▶
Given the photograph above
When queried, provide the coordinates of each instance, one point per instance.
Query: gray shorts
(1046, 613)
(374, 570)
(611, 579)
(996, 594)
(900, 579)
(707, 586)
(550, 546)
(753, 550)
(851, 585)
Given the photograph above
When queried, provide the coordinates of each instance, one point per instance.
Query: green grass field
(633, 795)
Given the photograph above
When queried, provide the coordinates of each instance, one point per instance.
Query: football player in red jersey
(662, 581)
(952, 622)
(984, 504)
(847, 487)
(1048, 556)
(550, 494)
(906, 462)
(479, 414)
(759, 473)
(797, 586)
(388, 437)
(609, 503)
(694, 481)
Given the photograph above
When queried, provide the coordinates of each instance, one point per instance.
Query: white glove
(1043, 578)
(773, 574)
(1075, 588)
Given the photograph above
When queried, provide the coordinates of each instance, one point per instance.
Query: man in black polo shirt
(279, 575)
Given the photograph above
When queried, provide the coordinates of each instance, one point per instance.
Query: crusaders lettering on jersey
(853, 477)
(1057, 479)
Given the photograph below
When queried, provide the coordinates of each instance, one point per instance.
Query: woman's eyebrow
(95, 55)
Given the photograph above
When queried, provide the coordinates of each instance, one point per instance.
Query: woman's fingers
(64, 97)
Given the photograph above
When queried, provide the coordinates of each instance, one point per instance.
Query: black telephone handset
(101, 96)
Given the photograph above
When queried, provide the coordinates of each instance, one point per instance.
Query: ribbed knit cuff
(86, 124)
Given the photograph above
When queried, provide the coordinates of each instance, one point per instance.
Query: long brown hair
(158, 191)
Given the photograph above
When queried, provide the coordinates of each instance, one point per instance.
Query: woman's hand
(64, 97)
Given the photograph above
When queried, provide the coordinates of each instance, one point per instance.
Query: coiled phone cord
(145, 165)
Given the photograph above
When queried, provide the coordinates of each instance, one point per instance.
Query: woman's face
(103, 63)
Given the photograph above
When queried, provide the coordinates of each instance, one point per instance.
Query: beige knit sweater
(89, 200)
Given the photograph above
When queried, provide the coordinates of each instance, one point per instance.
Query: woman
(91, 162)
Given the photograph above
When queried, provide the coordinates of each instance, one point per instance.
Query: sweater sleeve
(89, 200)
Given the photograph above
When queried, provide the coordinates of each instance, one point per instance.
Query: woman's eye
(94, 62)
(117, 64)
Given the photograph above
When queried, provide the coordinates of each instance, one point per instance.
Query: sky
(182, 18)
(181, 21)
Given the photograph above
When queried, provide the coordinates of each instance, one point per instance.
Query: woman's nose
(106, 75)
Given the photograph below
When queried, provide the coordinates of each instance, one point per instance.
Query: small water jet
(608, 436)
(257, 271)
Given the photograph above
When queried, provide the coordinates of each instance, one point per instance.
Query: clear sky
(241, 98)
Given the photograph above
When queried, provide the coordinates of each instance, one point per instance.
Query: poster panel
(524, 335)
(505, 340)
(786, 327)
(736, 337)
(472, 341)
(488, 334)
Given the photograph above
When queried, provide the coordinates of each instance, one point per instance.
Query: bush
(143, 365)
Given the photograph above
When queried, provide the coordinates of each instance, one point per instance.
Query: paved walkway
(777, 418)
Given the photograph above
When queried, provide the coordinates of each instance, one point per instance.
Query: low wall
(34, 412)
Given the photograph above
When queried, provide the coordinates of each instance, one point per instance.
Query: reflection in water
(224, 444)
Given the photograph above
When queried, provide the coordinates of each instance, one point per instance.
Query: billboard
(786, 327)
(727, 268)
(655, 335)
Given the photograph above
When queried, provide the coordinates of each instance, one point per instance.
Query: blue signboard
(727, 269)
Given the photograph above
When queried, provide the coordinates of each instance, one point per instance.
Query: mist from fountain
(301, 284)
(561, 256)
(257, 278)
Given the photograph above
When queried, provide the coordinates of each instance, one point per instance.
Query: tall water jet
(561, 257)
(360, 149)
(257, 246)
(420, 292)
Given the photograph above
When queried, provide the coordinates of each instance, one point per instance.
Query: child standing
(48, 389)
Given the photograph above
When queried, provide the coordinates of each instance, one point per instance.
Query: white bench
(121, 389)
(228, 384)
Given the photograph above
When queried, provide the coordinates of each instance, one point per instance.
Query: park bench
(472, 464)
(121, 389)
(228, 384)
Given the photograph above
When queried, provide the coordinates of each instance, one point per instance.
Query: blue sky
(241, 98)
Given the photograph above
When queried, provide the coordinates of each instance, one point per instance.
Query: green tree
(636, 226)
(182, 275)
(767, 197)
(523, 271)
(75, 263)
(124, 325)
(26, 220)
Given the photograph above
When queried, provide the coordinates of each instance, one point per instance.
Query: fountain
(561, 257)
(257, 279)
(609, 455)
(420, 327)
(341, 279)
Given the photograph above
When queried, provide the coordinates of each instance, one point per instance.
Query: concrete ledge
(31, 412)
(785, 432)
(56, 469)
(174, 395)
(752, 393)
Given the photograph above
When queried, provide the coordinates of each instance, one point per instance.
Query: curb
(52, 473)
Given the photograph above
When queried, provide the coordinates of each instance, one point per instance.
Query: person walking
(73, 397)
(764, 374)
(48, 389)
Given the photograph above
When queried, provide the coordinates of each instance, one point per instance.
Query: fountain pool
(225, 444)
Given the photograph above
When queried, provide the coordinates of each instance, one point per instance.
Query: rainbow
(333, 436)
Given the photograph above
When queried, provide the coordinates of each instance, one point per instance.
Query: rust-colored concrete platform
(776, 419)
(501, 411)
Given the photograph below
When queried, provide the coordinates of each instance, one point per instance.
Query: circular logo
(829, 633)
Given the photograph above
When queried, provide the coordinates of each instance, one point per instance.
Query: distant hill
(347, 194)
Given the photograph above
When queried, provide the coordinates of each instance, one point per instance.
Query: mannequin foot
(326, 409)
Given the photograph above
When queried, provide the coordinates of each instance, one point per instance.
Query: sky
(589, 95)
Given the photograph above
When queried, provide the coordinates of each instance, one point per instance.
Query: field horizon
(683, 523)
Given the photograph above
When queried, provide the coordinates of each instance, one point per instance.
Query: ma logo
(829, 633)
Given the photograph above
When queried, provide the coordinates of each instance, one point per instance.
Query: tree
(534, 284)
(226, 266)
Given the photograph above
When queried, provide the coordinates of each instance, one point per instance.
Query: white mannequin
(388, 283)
◀
- _Exercise goal_
Type out the entries exactly as they appear above.

- _Result of the task_
Given the photograph above
When queried, provide the coordinates of each instance, one point per instance.
Query: gray shorts
(1046, 613)
(374, 570)
(611, 579)
(996, 594)
(900, 579)
(707, 586)
(550, 546)
(753, 550)
(851, 585)
Given the photograph above
When queried, provide the coordinates of each instance, one point per instance.
Query: green grass field
(633, 795)
Given the photograph above
When queried, provide the coordinates of each instance, one point per instance.
Query: football player in red jersey
(662, 581)
(952, 622)
(984, 504)
(847, 487)
(1048, 556)
(550, 494)
(906, 462)
(479, 414)
(759, 473)
(797, 586)
(388, 437)
(609, 503)
(694, 481)
Given the photograph above
When queried, provide the coordinates of each instance, one point per instance.
Query: white glove
(1043, 578)
(773, 574)
(1075, 588)
Given the photograph above
When queried, provide the coordinates of each instance, one point per instance.
Query: man in black polo shirt
(279, 575)
Given the photograph above
When queried, provide the coordinates of each instance, one point per instance.
Query: crusaders lettering on jersey
(853, 477)
(1057, 479)
Given the photograph below
When queried, provide the coordinates of each instance, one point per instance.
Query: woman's eyebrow
(95, 55)
Given the photograph above
When queried, provide the coordinates of each instance, one point per instance.
Query: woman's fingers
(64, 97)
Given the photograph above
When queried, provide the coordinates of each instance, one point per instance.
Query: black telephone handset
(101, 96)
Given the photograph above
When queried, provide the coordinates of each instance, one point per instance.
Query: ribbed knit cuff
(86, 124)
Given the photograph above
When queried, provide the coordinates of each instance, one point per instance.
Query: long brown hair
(158, 191)
Given the photograph above
When queried, provide the coordinates of each instance, one point per instance.
Query: woman's hand
(64, 97)
Given the photograph above
When queried, provide the coordinates of each instance, one point per instance.
Query: coiled phone cord
(145, 165)
Given the photograph above
When queried, provide the coordinates of each instance, one point per instance.
Query: woman's face
(103, 63)
Given the photograph above
When queried, provide the coordinates of each instance, one point per instance.
Query: beige knit sweater
(89, 200)
Given the photograph above
When queried, provide the coordinates of each instance, one point per instance.
Query: woman
(91, 162)
Given the photograph above
When queried, provide the coordinates of each instance, one point per instance.
Query: sweater sleeve
(89, 200)
Given the photograph above
When queried, provide the coordinates of each instance, one point per instance.
Query: woman's eye
(94, 62)
(117, 64)
Given the photograph above
When queried, provide the coordinates of each instance, one point per instance.
Query: sky
(182, 18)
(181, 21)
Given the photograph above
When queried, provide the coordinates of each instance, one point per instance.
Query: woman's nose
(106, 75)
Given the photograph below
When queried, provide the coordinates of each instance, one point per instance.
Query: small water jet
(608, 436)
(257, 271)
Given the photograph above
When queried, provide the coordinates of each instance, one point per instance.
Query: clear sky
(241, 98)
Given the photograph above
When queried, provide the coordinates of each instance, one point per instance.
Query: poster panel
(524, 335)
(505, 340)
(786, 327)
(736, 337)
(472, 341)
(488, 334)
Given the photograph above
When queried, provide the coordinates of each instance, one point per instance.
Query: bush
(143, 365)
Given the photograph above
When queried, provide the coordinates of each instance, one point per instance.
Query: paved walkway
(777, 418)
Given the photograph above
When queried, provide the coordinates of each instance, one point per instance.
Query: low wall
(34, 412)
Given the photograph above
When queried, provide the coordinates of each instance, one point per instance.
Query: reflection in water
(224, 444)
Given the photograph above
When queried, provide the coordinates of each instance, one point per instance.
Query: billboard
(786, 327)
(727, 268)
(655, 335)
Given the photograph above
When queried, provide the coordinates of each instance, one point per instance.
Query: blue signboard
(727, 269)
Given the photograph above
When queried, provide the coordinates of each instance, one point per instance.
Query: mist from fountain
(301, 284)
(561, 256)
(257, 278)
Given the photograph above
When queried, provide the coordinates of each instance, one point per instance.
Query: tall water jet
(561, 257)
(360, 149)
(257, 246)
(420, 292)
Given the photograph above
When queried, provide the coordinates of each instance, one point per instance.
Query: child standing
(48, 389)
Given the photograph above
When queried, provide the coordinates of each instance, one point per instance.
Query: white bench
(121, 389)
(228, 384)
Given the photograph above
When queried, provide the coordinates of each instance, one point per instance.
Query: park bench
(472, 464)
(121, 389)
(228, 384)
Given the photograph above
When queried, provide the coordinates of each instance, one point per instance.
Query: blue sky
(241, 98)
Given the photograph above
When queried, provide the coordinates of each instance, one point per instance.
Query: green tree
(636, 226)
(182, 275)
(767, 197)
(523, 271)
(75, 263)
(124, 325)
(26, 220)
Given the photograph above
When queried, provide the coordinates of each instance, one point per instance.
Query: fountain
(561, 257)
(257, 279)
(609, 455)
(420, 327)
(341, 279)
Given the photograph above
When queried, provide the coordinates of each instance, one point per instance.
Query: concrete ledge
(31, 412)
(785, 432)
(56, 469)
(174, 395)
(752, 393)
Given the photograph above
When queried, provide the coordinates of each instance, one point per instance.
Query: curb
(52, 473)
Given the photograph above
When queried, provide the coordinates of each instance, one point per instance.
Query: person walking
(73, 397)
(764, 374)
(48, 389)
Given the photograph above
When queried, provide the coordinates of each instance, one point per instance.
Query: fountain pool
(225, 444)
Given the photograph above
When queried, provide the coordinates of each instance, one point per instance.
Query: rainbow
(333, 436)
Given the photograph above
When queried, provide the coordinates of each instance, one point per instance.
Query: rust-colored concrete platform
(776, 419)
(501, 411)
Given the photograph below
When queried, provide the coordinates of each instance, one point per instance.
Query: circular logo
(829, 633)
Given the photograph above
When queried, provide the coordinates of each instance, one point per instance.
Query: distant hill
(347, 194)
Given the photograph above
When queried, provide the coordinates of each instance, one point per instance.
Query: mannequin foot
(326, 409)
Given the photograph above
When queried, provide the coordinates of each instance, one point per instance.
Query: sky
(589, 95)
Given the photograph above
When queried, provide the coordinates of each instance, one point per instance.
Query: field horizon
(683, 523)
Given the photograph above
When queried, provide the coordinates of each instance, one point per instance.
Query: ma logo
(829, 633)
Given the photograph above
When queried, provide the coordinates of each instance, one point per instance.
Query: tree
(534, 284)
(226, 266)
Given the photograph above
When queried, provide the coordinates of each instance, one point per instance.
Query: white mannequin
(388, 283)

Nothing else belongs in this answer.